**INSTRUCTIONS TO FOLLOW**
Which lines of the entries contain the string "number"? Copy each of them.

**DATA SUPPLIED**
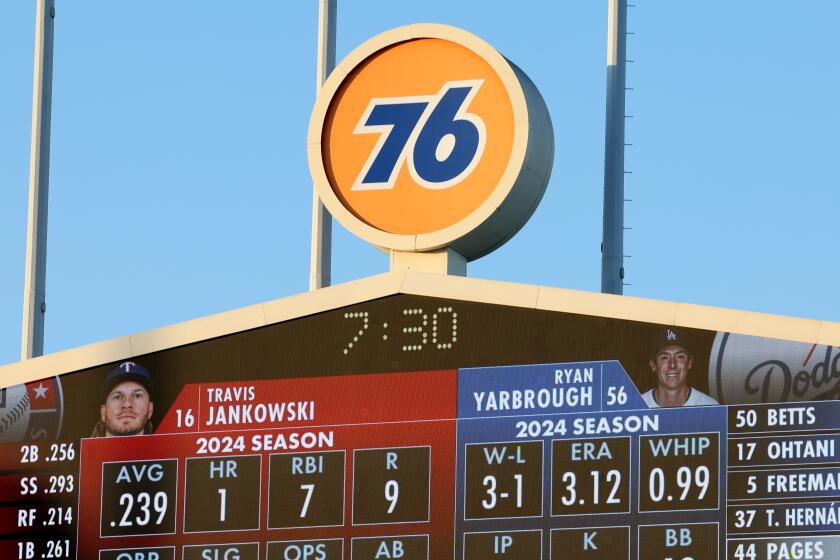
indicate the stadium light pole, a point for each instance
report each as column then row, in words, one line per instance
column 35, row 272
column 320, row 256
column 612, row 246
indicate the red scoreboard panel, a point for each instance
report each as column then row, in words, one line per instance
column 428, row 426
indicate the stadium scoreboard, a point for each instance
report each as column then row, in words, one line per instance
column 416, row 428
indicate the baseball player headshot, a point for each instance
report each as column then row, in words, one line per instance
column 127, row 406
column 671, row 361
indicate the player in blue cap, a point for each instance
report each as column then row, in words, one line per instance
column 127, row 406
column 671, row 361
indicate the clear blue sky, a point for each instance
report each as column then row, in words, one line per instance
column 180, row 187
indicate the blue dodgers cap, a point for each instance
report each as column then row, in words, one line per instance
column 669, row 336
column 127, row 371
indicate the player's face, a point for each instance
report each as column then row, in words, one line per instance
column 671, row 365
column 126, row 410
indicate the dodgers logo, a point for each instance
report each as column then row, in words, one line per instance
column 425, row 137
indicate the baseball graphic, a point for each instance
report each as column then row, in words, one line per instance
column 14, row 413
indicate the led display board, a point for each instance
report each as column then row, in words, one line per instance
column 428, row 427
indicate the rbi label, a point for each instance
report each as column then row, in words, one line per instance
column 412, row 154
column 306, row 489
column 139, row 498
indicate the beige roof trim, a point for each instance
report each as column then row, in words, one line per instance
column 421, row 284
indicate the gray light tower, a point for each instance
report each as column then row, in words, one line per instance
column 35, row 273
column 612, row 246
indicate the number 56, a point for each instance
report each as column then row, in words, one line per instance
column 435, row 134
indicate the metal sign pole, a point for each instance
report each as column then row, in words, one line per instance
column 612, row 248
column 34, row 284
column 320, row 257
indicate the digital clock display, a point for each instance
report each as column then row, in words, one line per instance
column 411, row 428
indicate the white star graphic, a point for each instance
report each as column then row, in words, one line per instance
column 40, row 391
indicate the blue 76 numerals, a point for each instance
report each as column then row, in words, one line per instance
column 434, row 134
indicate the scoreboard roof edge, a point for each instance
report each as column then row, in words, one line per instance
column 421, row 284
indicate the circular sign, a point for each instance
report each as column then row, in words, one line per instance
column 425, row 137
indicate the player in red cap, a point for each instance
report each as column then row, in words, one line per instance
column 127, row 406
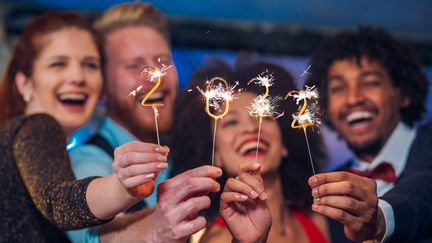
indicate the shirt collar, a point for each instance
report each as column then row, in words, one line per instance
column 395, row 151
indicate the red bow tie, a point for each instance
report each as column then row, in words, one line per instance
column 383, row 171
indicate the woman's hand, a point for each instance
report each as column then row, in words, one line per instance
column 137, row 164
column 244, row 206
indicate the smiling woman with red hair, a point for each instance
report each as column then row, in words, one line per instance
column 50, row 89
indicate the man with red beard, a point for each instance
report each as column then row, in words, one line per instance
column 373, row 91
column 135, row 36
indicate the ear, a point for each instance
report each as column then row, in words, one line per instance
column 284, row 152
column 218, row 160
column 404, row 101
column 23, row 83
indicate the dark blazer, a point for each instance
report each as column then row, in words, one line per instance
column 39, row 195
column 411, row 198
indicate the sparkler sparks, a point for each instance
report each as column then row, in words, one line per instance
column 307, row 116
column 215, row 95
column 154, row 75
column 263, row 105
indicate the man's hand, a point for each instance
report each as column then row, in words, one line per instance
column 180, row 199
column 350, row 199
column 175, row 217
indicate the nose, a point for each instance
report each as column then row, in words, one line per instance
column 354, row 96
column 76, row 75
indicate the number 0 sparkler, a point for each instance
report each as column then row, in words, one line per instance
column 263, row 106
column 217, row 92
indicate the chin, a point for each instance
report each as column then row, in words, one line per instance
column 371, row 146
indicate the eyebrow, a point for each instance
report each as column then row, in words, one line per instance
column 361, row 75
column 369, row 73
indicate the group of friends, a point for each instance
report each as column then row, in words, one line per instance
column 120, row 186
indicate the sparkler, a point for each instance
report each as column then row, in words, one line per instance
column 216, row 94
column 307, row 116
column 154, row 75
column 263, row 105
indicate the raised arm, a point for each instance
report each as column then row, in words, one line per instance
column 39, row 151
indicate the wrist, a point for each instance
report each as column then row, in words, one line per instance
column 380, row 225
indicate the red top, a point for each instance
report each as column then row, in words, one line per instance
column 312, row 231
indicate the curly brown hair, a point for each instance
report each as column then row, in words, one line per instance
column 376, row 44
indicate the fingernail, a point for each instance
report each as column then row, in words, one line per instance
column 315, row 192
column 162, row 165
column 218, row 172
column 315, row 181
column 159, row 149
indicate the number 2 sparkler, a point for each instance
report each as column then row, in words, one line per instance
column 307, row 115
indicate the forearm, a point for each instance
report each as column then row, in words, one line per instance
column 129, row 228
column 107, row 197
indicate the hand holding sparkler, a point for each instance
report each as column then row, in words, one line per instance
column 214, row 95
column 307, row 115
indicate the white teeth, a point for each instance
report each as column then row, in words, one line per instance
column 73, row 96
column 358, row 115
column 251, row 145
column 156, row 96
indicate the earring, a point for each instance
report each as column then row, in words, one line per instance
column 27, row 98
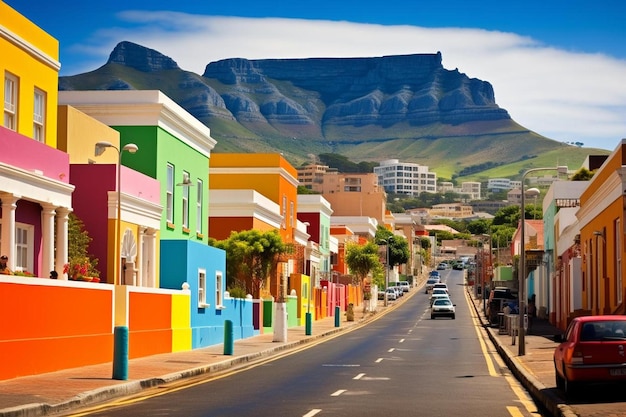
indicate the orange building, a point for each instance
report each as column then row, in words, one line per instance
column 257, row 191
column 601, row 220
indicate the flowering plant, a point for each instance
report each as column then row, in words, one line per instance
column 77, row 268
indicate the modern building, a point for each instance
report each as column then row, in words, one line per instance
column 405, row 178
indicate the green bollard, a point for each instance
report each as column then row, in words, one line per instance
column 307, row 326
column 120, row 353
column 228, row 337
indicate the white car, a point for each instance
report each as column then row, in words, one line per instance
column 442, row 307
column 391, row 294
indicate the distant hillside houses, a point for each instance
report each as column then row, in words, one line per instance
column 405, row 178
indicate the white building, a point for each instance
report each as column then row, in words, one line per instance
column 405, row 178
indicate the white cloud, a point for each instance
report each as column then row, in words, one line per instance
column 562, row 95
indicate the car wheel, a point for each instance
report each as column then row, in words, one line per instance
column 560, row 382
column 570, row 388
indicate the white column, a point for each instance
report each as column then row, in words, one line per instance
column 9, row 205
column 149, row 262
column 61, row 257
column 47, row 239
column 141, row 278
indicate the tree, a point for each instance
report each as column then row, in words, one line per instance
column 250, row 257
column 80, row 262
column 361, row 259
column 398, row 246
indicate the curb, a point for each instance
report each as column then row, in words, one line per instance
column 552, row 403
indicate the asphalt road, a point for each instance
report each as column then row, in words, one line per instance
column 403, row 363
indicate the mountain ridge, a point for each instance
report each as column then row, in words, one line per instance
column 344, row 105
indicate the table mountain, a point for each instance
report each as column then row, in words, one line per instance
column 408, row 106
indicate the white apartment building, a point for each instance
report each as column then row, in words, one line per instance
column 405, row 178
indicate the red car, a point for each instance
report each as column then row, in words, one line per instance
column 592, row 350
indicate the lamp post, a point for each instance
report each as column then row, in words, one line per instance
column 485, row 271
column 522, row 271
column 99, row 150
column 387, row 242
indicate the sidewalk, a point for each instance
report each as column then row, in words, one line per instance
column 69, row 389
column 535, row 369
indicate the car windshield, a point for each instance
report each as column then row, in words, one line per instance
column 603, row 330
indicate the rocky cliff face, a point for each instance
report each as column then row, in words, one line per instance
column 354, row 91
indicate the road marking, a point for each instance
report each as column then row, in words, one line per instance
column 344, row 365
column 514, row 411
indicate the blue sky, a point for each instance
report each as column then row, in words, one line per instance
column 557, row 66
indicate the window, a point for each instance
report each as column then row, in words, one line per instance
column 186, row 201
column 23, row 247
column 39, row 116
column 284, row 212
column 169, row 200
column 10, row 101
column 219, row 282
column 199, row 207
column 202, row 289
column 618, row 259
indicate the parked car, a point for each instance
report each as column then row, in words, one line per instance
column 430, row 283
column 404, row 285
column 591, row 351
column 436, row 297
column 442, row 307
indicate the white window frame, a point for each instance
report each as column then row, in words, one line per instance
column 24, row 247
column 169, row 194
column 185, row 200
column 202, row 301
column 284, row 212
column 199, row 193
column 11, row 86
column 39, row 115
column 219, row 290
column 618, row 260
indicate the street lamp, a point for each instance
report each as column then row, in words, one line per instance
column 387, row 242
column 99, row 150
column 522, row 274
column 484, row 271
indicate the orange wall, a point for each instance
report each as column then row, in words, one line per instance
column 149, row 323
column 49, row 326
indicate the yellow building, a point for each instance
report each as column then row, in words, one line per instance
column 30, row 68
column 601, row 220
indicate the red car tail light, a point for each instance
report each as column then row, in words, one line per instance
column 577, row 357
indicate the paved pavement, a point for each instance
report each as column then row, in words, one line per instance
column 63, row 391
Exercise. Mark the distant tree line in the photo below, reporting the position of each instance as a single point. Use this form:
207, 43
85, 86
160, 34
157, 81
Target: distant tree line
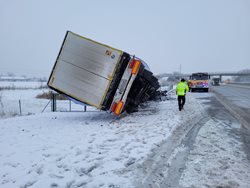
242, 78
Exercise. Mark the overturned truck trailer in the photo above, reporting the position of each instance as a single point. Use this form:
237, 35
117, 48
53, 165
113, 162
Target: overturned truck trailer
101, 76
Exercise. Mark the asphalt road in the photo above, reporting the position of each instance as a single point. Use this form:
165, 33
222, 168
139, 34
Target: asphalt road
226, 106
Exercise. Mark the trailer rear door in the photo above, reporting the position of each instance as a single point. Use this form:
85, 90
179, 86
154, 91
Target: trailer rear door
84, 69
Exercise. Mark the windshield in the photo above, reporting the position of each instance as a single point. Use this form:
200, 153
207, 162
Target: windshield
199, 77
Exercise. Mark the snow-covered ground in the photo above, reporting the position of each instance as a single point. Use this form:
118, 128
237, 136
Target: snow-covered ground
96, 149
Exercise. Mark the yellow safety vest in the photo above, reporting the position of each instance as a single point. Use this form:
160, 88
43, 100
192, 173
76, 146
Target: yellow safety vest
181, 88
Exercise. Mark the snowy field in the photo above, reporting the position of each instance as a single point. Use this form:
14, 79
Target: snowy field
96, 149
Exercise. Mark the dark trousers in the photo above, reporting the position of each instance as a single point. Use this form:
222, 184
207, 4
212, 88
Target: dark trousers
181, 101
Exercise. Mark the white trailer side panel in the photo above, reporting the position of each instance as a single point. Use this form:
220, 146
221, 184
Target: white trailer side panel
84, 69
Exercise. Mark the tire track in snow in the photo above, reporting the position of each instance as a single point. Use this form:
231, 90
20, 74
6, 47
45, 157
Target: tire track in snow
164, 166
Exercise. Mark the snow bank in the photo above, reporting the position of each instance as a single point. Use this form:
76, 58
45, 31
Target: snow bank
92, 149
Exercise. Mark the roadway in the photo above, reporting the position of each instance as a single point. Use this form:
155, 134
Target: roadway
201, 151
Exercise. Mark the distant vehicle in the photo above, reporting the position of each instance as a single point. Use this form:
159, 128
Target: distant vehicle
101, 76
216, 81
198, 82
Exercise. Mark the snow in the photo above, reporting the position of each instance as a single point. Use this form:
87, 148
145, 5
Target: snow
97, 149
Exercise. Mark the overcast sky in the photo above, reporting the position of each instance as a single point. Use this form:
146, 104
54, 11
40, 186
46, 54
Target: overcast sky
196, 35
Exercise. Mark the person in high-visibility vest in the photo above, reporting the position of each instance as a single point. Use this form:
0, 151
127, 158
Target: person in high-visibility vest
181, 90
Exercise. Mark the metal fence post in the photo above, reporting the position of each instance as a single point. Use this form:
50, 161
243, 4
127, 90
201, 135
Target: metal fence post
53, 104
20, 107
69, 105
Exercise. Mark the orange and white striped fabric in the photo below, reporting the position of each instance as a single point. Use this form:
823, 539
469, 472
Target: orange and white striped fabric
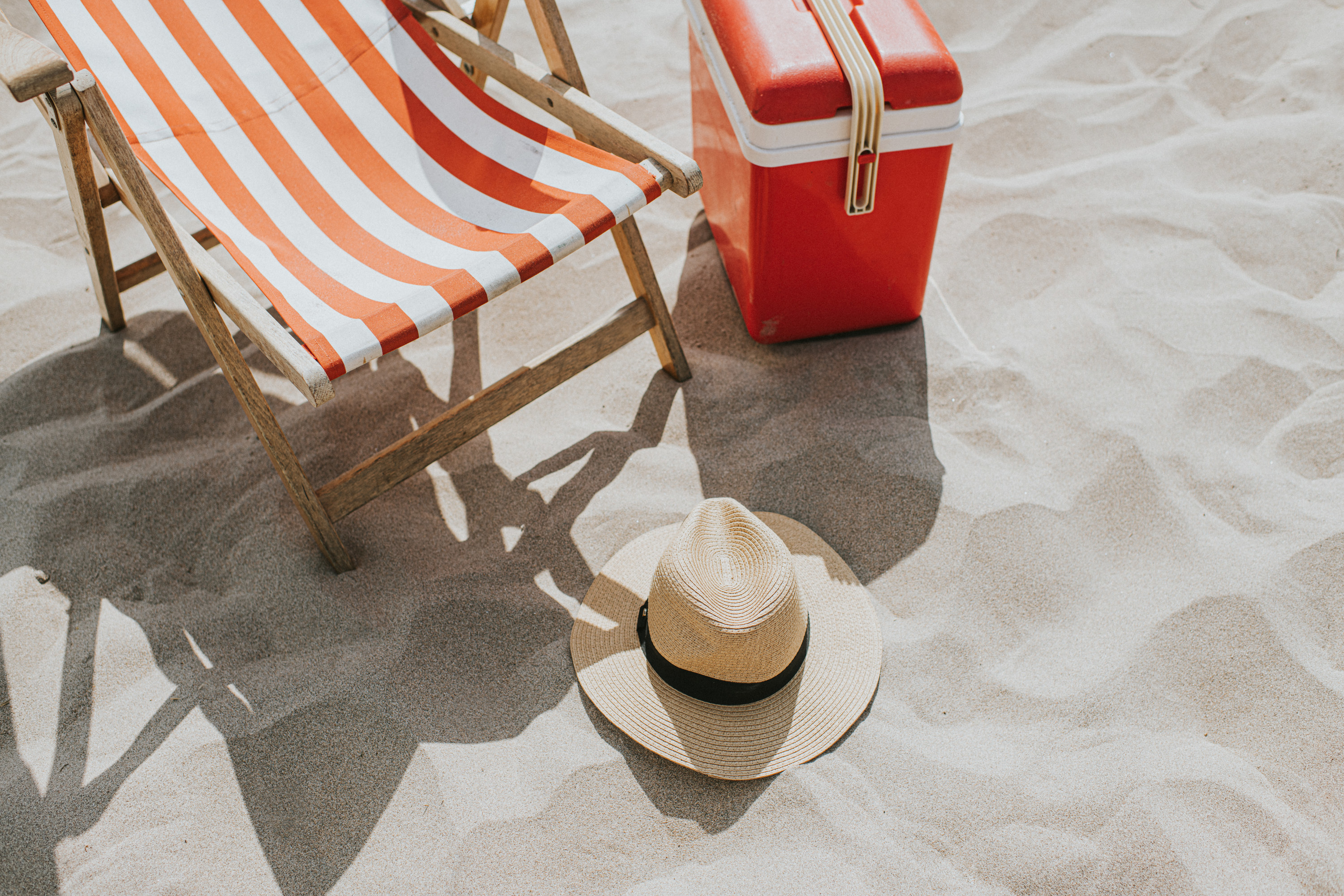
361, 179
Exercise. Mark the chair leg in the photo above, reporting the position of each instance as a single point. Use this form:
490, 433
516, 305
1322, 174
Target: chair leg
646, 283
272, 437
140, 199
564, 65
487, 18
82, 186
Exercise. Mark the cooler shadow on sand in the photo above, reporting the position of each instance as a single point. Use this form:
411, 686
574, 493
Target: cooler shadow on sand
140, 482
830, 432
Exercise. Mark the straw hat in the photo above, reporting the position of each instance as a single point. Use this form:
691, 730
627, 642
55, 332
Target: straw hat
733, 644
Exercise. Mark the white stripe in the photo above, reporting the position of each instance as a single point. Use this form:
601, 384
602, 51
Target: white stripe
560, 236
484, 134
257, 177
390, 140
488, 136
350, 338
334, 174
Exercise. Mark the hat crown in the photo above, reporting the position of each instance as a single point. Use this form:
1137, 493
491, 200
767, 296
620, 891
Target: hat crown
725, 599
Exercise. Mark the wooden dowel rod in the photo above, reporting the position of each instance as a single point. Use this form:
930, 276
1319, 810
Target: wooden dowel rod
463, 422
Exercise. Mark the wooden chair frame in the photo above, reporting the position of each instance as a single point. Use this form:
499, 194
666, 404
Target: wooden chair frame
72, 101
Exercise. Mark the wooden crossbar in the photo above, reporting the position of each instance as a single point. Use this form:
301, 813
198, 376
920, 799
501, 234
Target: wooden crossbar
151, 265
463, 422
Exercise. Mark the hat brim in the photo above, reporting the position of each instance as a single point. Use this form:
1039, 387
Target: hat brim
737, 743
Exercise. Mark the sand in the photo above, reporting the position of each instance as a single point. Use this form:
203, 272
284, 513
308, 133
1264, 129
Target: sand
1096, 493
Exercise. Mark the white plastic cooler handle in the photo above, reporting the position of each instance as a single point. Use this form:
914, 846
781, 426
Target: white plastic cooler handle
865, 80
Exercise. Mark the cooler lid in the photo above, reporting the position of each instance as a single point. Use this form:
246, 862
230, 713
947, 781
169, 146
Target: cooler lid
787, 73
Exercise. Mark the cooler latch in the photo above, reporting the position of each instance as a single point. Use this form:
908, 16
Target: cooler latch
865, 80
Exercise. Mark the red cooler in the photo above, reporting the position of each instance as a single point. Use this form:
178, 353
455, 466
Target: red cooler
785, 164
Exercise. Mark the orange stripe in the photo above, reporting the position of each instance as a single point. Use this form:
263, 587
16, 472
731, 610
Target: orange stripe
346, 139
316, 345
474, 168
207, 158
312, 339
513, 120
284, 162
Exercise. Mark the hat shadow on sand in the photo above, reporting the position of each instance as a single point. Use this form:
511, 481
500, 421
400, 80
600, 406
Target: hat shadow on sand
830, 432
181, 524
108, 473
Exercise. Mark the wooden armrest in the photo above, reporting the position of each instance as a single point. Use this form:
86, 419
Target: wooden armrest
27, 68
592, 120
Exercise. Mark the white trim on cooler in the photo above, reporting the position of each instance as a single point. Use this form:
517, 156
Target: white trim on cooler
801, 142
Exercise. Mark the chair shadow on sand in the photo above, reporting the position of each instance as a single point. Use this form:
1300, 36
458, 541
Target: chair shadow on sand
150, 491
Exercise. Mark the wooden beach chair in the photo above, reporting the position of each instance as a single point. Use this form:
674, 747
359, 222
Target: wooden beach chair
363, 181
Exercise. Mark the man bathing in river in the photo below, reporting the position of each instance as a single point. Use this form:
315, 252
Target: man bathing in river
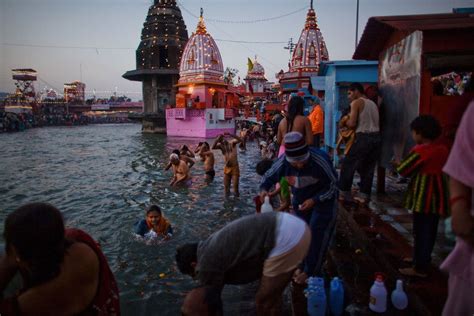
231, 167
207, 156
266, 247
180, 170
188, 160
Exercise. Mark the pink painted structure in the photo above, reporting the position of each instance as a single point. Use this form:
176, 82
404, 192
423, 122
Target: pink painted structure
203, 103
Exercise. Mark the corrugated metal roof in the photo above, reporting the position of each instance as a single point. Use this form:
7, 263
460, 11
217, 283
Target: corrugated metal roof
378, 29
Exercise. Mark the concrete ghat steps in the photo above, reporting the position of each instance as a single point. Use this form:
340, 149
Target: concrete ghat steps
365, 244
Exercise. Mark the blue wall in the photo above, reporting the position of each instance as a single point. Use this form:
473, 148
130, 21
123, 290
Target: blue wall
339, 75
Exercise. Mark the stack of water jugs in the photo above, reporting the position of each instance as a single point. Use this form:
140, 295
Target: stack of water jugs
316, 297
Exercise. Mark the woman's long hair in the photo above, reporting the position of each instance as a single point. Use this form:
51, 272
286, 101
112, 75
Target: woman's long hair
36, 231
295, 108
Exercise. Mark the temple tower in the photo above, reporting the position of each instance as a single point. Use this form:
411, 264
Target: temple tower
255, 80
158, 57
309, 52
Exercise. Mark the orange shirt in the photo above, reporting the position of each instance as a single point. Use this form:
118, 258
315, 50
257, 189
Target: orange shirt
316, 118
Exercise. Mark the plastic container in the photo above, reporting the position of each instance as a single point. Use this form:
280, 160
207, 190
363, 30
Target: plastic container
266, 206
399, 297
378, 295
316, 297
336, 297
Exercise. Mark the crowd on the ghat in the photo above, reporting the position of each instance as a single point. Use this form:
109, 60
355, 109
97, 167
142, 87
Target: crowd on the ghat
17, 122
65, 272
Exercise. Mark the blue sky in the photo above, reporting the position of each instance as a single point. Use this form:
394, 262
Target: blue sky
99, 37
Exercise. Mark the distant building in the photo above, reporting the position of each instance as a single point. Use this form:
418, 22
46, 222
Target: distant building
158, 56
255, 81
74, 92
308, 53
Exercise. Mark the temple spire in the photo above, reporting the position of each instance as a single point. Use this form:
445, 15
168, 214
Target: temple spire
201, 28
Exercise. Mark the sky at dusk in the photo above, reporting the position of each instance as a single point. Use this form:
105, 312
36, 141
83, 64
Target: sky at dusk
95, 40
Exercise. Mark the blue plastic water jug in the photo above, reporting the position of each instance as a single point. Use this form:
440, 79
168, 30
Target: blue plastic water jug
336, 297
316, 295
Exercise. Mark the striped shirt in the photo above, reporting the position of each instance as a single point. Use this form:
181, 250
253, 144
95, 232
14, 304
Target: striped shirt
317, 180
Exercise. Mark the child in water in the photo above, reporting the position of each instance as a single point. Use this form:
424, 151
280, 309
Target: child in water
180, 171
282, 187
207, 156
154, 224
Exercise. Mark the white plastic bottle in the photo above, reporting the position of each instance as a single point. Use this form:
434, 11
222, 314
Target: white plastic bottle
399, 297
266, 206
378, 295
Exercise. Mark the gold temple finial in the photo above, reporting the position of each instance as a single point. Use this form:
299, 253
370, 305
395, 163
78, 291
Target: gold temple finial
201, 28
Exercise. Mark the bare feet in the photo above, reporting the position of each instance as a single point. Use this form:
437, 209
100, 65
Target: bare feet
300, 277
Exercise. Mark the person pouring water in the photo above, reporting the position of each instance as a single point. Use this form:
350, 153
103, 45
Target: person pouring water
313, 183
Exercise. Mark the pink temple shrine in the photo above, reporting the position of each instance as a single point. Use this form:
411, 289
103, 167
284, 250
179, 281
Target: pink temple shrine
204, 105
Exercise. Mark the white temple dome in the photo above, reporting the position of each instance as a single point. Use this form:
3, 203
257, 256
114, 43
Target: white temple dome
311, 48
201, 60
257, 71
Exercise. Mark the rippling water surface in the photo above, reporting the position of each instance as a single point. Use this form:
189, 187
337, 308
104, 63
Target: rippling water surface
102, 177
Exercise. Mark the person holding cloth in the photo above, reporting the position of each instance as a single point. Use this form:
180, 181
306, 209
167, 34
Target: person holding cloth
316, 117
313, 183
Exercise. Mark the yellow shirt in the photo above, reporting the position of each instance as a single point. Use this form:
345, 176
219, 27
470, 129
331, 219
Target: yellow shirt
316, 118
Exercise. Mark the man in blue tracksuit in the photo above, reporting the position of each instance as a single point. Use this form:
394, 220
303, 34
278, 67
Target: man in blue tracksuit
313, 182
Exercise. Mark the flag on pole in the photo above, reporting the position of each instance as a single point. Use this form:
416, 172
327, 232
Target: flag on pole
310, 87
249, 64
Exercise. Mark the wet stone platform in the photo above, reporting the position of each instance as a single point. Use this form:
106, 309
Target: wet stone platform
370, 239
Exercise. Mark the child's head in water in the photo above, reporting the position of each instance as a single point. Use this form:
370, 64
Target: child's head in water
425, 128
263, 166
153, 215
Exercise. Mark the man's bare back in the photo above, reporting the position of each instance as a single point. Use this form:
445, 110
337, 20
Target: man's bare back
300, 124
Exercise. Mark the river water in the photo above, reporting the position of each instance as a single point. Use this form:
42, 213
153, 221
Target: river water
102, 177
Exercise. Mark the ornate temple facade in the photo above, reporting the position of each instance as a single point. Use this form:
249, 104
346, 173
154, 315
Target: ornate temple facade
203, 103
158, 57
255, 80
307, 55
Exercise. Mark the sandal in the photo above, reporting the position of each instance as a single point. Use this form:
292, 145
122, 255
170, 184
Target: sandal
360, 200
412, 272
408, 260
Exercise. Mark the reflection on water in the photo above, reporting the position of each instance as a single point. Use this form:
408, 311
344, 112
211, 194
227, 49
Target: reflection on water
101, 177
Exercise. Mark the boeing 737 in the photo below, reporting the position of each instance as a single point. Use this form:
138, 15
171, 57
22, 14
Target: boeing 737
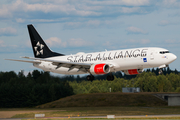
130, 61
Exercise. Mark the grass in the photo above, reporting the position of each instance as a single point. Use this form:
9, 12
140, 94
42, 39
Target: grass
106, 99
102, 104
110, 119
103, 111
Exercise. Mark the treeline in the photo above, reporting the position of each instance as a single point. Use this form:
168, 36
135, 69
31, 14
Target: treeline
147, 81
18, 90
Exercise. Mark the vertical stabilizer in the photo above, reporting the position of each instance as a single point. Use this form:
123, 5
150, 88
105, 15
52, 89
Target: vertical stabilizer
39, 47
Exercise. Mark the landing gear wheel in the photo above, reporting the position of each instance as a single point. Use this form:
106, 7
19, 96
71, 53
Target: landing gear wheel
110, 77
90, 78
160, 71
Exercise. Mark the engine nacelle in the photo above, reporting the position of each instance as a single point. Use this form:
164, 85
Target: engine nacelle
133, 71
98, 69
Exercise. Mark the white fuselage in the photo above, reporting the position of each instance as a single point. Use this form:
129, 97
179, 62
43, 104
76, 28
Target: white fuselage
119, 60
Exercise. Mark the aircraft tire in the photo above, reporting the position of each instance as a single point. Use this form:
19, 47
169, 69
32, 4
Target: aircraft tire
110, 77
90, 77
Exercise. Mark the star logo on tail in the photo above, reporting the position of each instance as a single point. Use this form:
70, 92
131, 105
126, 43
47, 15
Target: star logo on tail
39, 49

**SOLUTION TO THE EXERCISE**
indicate the number 56, a point for each instance
indicate the number 0 sparkler, a point for each instance
indicate the number 2 sparkler, a point for each instance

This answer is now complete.